Given exercise: Select each line of the records below that contains the word "hedge", and copy those lines.

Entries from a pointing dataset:
==============================
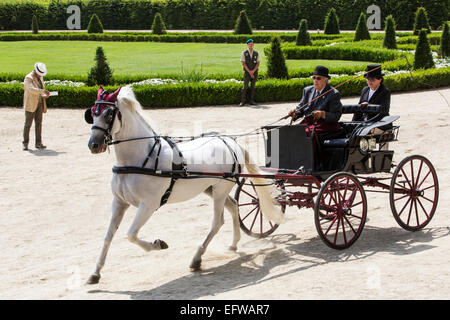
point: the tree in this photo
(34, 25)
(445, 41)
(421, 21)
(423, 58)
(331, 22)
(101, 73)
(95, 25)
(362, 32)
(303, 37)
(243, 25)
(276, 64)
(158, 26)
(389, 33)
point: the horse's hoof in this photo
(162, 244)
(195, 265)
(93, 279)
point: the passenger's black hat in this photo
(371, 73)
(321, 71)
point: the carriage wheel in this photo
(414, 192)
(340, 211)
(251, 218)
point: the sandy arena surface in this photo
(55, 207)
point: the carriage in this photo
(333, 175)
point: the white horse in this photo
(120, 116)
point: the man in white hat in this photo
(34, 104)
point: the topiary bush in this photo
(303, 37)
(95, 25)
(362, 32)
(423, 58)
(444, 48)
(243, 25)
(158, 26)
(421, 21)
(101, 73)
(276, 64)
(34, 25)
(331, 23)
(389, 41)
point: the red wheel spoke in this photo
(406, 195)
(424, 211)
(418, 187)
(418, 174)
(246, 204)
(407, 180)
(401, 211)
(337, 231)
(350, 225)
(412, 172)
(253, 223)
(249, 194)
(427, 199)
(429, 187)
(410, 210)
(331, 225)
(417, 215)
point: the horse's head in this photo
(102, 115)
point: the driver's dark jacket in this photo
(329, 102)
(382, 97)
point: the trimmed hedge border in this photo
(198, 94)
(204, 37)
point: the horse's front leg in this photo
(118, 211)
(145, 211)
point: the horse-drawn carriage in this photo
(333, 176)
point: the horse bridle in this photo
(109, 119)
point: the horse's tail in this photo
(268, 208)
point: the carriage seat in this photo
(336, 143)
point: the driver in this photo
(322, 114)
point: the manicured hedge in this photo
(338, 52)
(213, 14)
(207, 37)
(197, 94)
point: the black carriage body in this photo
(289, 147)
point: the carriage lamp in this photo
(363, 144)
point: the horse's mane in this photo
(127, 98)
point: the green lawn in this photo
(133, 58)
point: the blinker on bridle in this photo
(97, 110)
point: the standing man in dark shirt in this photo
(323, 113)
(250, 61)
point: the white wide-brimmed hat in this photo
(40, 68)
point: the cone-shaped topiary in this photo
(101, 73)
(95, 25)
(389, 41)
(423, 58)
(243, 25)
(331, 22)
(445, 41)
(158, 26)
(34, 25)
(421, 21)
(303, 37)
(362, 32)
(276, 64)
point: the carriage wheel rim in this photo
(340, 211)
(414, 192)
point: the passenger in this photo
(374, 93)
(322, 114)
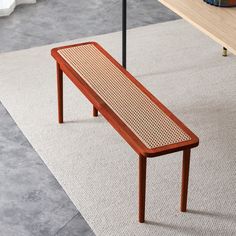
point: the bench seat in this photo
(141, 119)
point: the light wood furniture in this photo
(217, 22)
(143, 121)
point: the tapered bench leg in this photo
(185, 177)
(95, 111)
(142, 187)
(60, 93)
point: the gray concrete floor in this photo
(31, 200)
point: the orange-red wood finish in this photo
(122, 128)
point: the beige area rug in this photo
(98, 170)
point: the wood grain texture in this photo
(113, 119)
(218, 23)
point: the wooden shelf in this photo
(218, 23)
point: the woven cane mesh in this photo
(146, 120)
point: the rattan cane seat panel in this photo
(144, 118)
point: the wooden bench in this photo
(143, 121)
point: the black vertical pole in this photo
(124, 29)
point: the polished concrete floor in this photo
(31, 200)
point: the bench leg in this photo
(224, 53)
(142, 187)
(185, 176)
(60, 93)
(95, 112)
==============================
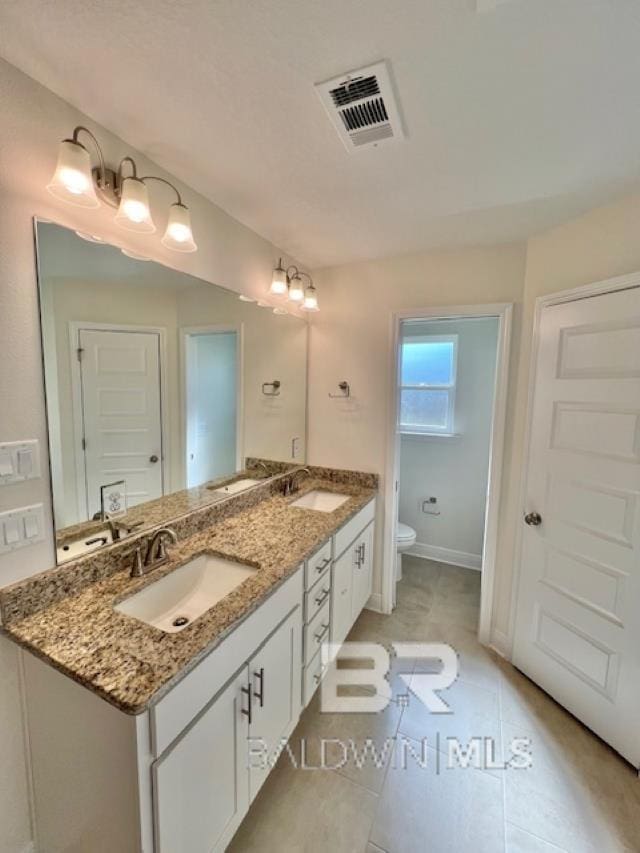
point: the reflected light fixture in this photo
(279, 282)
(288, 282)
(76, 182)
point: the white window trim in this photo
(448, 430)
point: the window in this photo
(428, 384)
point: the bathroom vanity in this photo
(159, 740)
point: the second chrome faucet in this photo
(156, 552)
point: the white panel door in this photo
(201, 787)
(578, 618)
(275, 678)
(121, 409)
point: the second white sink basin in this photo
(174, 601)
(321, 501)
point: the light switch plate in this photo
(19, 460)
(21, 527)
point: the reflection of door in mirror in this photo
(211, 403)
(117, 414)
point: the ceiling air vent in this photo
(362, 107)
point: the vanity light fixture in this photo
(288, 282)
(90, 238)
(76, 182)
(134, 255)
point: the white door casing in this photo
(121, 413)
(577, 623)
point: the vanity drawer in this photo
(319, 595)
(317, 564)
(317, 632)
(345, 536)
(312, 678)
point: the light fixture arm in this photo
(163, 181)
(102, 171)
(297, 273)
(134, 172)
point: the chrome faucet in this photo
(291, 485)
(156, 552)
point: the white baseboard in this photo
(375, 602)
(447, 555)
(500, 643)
==============================
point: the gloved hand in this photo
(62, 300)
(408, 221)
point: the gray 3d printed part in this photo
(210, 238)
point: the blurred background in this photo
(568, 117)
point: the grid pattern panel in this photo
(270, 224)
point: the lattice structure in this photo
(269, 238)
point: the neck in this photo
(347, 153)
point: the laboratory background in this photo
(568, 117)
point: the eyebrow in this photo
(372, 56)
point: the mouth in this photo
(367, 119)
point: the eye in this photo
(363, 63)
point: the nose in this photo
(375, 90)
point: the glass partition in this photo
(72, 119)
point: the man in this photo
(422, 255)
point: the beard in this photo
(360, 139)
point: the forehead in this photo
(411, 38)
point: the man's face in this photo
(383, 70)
==============================
Written answer:
point: the trimmed hedge border in this photo
point: the manicured hedge in this photo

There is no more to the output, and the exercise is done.